TEXTE FOURNI:
******

On aura suffisamment déploré que la campagne électorale pour les élections européennes de dimanche n'ait jamais vraiment décollé – boudée par les Français, enlisée dans des polémiques, des punchlines, des slogans qui se veulent chocs, des bourdes à répétition, bref des batailles picrocholines politiciennes typiquement françaises – pour admettre, in fine, qu'il y a pourtant bel et bien des idées sous le brouhaha. Extrémistes, souverainistes, progressistes, environnementalistes, socialistes, communistes, fantaisistes et même animalistes : oui, il suffit de se plonger dans les professions de foi des candidats pour constater un foisonnement de propositions dont nous publions aujourd'hui une synthèse. Certes, l'opération, convenons-en, peut être rébarbative. Mais on ne peut pas à la fois se plaindre, de salons feutrés en ronds-points repeints en jaune, qu'il y a un déficit de démocratie en France et refuser de faire a minima son devoir de citoyen en s'informant avant de voter quand un scrutin arrive…
Ceci posé et à désormais deux jours des élections, il y a deux façons d'aborder ces européennes. Soit on ne les regarde qu'avec le petit bout de la lorgnette, dans l'entre-soi du débat franco-français, sans se soucier de ce qui se passe chez nos voisins et partenaires. On ne conforte alors son choix que par des considérations de politiques nationales, on se positionne d'abord et avant tout sur la politique de l'exécutif et on souscrit à l'idée de faire du scrutin un référendum pour ou contre Emmanuel Macron. C'est une possibilité d'autant plus forte que le président de la République comme ses opposants ont tous largement cédé à la tentation de la polarisation du débat sur ces questions nationales.

******

DONNÉES EXTRAITES:
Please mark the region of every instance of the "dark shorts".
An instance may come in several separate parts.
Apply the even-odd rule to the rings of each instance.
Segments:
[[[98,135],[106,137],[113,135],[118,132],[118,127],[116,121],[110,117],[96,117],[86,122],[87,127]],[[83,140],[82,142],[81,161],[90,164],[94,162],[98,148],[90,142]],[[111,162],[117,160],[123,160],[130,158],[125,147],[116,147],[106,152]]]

******

CONSIGNES:
1 > D'après le texte fourni, combien de jours séparent encore le lecteur des élections européennes ?
2 > Selon le texte fourni, qu'est-ce qui rend d'autant plus forte la possibilité de faire du scrutin un référendum pour ou contre Emmanuel Macron ? Répondez en une à trois phrases.

RÉPONSES:
1 > Deux jours.

2 > Le président de la République comme ses opposants ont tous largement cédé à la tentation de polariser le débat sur les questions nationales.